Data excerpts:
--- --- ---
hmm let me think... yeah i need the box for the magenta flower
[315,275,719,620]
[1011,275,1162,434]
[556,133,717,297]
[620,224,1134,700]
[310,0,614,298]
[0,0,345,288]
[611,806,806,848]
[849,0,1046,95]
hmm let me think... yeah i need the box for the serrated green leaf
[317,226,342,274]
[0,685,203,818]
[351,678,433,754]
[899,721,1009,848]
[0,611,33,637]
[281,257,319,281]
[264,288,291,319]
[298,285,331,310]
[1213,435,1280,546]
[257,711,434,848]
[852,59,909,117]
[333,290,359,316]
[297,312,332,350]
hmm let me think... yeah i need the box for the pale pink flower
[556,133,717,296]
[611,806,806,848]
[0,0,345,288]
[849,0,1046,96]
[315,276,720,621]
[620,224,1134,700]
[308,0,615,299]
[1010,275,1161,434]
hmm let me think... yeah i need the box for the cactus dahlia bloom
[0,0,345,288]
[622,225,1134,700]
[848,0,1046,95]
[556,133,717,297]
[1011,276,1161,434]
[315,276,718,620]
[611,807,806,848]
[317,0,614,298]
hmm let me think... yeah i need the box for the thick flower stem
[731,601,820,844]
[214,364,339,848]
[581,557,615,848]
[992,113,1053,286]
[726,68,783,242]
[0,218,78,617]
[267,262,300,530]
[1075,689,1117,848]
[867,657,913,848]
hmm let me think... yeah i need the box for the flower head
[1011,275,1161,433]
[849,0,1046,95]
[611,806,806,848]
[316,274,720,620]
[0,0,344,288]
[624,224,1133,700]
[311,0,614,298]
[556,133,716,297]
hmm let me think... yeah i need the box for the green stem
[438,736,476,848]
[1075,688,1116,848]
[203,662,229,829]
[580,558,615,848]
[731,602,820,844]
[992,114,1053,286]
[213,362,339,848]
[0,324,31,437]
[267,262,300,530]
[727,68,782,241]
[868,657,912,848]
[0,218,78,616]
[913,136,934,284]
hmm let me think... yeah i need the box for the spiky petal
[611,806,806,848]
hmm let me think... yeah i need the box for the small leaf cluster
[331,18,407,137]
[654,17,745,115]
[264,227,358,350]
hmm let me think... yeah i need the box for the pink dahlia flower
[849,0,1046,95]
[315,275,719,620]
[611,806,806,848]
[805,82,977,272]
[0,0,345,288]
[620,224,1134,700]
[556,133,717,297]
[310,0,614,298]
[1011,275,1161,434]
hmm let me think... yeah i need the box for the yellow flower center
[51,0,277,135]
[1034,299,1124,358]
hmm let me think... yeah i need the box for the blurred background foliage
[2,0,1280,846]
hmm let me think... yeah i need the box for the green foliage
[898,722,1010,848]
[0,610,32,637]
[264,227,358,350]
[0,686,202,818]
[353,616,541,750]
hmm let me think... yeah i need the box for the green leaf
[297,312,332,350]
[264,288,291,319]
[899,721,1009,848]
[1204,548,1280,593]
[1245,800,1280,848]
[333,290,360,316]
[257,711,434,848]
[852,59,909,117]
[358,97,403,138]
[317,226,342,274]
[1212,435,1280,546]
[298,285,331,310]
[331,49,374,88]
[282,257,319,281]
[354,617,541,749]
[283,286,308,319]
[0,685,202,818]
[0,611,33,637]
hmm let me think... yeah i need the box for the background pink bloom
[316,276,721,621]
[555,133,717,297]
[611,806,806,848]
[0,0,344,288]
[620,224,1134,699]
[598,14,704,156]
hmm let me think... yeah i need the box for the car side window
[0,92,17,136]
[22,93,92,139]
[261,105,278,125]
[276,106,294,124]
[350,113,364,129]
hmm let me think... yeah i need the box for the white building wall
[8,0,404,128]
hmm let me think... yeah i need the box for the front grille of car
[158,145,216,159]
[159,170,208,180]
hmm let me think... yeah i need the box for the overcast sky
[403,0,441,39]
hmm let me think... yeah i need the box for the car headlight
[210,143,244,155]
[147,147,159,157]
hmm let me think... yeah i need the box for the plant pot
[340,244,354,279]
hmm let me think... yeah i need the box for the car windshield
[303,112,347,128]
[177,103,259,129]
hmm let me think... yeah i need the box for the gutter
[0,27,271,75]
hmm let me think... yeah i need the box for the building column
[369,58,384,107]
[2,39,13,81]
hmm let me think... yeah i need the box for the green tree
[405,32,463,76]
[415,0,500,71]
--- --- ---
ABOUT THIS EXERCISE. Line by line, retype the data exactly as written.

OUTPUT OF THE TASK.
hmm let me think... yeah i need the box for the magenta flower
[315,275,719,620]
[1011,275,1162,434]
[556,133,717,297]
[620,224,1134,700]
[310,0,614,298]
[0,0,345,288]
[611,806,806,848]
[849,0,1046,95]
hmm let me think... yeah i need the box for the serrated green leaf
[317,226,342,274]
[0,685,203,818]
[351,678,433,754]
[899,721,1009,848]
[0,611,33,637]
[281,257,319,281]
[264,288,291,319]
[298,285,331,310]
[1213,435,1280,546]
[257,711,434,848]
[852,59,909,117]
[333,290,359,316]
[297,312,332,350]
hmm let me think... yeah i need the box for the pale pink flower
[556,133,717,296]
[611,806,806,848]
[0,0,345,288]
[849,0,1046,96]
[315,276,720,621]
[620,224,1134,700]
[308,0,615,299]
[1010,275,1161,434]
hmm let me think... yeah i need the box for the cactus dahlia bloom
[0,0,345,288]
[622,225,1134,700]
[848,0,1046,95]
[556,133,717,297]
[1011,276,1161,434]
[315,276,718,620]
[611,807,806,848]
[317,0,614,298]
hmm let me think... yeah i need the box for the thick flower stem
[731,601,820,844]
[214,364,339,848]
[581,557,615,848]
[992,113,1053,286]
[726,68,783,242]
[0,218,78,617]
[267,262,300,530]
[1075,689,1117,848]
[867,657,913,848]
hmm let me think... yeah i need the box for the flower head
[1011,275,1161,433]
[849,0,1046,95]
[611,806,806,848]
[316,274,720,620]
[0,0,344,288]
[624,224,1133,700]
[311,0,614,298]
[556,133,716,297]
hmm let me think... yeah i need the box for the green stem
[438,736,476,848]
[1075,688,1116,848]
[203,662,229,829]
[580,558,615,848]
[731,602,820,844]
[992,114,1053,286]
[213,362,339,848]
[0,324,31,437]
[267,262,300,530]
[727,68,782,241]
[868,657,912,848]
[0,218,78,616]
[913,136,934,284]
hmm let me think... yeah i need the box for the spiky petal
[611,806,806,848]
hmm let me think... yeah i need the box for the small leaf cluster
[331,18,407,137]
[654,17,745,115]
[264,227,358,350]
hmm let me think... yeah i need the box for the pink dahlia flower
[849,0,1046,95]
[315,275,719,620]
[611,806,806,848]
[805,82,977,272]
[0,0,345,288]
[620,224,1134,700]
[556,133,717,297]
[310,0,614,298]
[1011,275,1161,434]
hmm let me think... yeah i need the box for the yellow flower center
[51,0,277,135]
[1034,299,1124,358]
hmm let me think... yeah i need the box for the blurred background foliage
[2,0,1280,846]
hmm let me think... yeah i need the box for the green foliage
[898,722,1010,848]
[0,610,32,637]
[264,227,358,350]
[0,686,202,818]
[353,616,541,750]
hmm let me think... yeah i need the box for the green leaf
[297,312,332,350]
[264,288,291,319]
[899,721,1009,848]
[1204,548,1280,593]
[1245,800,1280,848]
[333,290,360,316]
[257,711,434,848]
[852,59,909,117]
[358,97,403,138]
[317,226,342,274]
[1212,435,1280,546]
[298,285,331,310]
[331,49,374,88]
[282,257,319,281]
[354,617,541,749]
[283,286,308,319]
[0,685,202,818]
[0,611,33,637]
hmm let me think... yeah i need the box for the background pink bloom
[316,276,721,621]
[555,133,717,297]
[611,806,806,848]
[0,0,344,288]
[620,224,1134,699]
[598,14,704,156]
hmm let me think... yeah i need the box for the car side window
[0,92,17,136]
[22,93,92,139]
[261,105,278,125]
[276,106,294,124]
[350,113,364,129]
hmm let me think... yeah i need the box for the white building wall
[8,0,404,128]
hmm let me think... yeah i need the box for the front grille of car
[158,145,216,159]
[159,170,208,180]
hmm let me think... yeah i need the box for the overcast sky
[403,0,441,39]
hmm let me think... yeah i need the box for the car headlight
[210,143,244,155]
[147,147,159,157]
hmm let me think... yeah i need the box for the plant pot
[340,244,354,279]
hmm let me think... yeah i need the box for the car windshield
[303,112,347,128]
[177,103,259,129]
hmm let me think... yeah i need the box for the gutter
[0,27,271,75]
hmm let me think... yeah i need the box for the building column
[369,58,384,107]
[2,39,13,81]
hmm let me think... yeah i need the box for the green tree
[405,32,463,76]
[415,0,500,71]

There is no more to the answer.